[Data supplied start]

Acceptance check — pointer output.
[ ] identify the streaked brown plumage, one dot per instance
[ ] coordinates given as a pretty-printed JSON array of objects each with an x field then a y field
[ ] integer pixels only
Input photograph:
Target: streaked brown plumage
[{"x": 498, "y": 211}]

[Data supplied end]
[Data supplied start]

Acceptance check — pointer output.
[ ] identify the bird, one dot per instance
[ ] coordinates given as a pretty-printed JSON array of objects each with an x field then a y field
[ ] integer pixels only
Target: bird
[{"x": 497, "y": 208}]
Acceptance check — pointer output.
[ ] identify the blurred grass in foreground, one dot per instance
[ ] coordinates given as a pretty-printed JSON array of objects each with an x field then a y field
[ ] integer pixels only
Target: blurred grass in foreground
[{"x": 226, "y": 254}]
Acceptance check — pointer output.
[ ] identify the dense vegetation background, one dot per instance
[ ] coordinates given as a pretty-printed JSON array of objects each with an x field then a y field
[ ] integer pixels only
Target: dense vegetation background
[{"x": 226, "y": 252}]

[Data supplied end]

[Prompt] Pull out each line of the listing above that contains the string "brown". The match is case-sensitive.

[Reply to the exercise]
[ ] identify the streaked brown plumage, one dot per instance
Target: streaked brown plumage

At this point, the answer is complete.